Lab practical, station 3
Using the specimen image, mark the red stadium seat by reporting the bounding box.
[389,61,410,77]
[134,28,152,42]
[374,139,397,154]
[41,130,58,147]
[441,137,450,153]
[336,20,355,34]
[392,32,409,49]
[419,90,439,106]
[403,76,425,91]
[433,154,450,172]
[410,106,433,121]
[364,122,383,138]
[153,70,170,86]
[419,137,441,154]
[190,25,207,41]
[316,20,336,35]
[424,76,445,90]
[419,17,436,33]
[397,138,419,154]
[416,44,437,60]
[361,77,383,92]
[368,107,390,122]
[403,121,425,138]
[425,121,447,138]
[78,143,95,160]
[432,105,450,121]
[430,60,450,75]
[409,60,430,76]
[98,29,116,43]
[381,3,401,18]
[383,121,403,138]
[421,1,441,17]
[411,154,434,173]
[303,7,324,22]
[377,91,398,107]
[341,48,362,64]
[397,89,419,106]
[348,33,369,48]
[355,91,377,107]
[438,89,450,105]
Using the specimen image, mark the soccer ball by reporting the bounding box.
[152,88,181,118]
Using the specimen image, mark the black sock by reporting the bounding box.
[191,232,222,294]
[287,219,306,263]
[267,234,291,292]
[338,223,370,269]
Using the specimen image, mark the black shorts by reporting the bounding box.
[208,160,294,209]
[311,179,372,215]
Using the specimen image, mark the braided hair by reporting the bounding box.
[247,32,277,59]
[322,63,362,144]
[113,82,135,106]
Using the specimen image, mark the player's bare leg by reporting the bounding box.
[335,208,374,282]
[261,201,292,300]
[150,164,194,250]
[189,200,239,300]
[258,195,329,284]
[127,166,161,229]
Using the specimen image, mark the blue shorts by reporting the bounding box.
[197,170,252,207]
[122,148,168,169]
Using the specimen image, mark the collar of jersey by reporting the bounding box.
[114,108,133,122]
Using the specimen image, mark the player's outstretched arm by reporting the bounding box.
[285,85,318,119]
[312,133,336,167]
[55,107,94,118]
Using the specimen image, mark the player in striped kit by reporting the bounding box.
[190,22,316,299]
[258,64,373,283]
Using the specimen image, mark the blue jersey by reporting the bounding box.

What to work on: Copy everything above from the line containing "Using the specimen image, mark the soccer" down to the final line of the records, keeping every request line, and shift each bounding box coordinate by adding 73 to it.

Solution to this problem:
Using the specimen image, mark the soccer ball by reporting the bounding box.
[225,161,254,191]
Using the specimen image, mark the black sock by reporting the bounding box.
[264,305,295,367]
[360,292,379,336]
[340,307,364,365]
[411,296,443,342]
Using the specimen image, mark the black shorts by reporting the bounding box.
[281,233,367,282]
[384,252,445,288]
Using the specimen image, mark the braided hair by reporting the bounding box.
[320,105,350,132]
[395,136,435,217]
[186,155,208,179]
Using the specimen image, mark the player's bare leg by reporting the bounding box.
[408,281,447,355]
[334,274,365,373]
[223,237,267,323]
[262,273,312,373]
[331,268,402,357]
[200,239,234,302]
Using the specimen image, mark the blue shorts by reporting the bounding box.
[270,243,325,280]
[195,221,241,242]
Using the specimen image, mark the collar of jersey by reporting the bounding box.
[187,181,206,195]
Using the specimen image, mark the player's outstretched arm by reporting the bounding box.
[358,158,391,192]
[385,206,409,240]
[128,180,167,191]
Using the specimen image, mark the player in striped kit by reporting the bounding box.
[263,95,389,372]
[331,137,446,356]
Using the specimen image, mark the blue jersey by reporting the bounding box.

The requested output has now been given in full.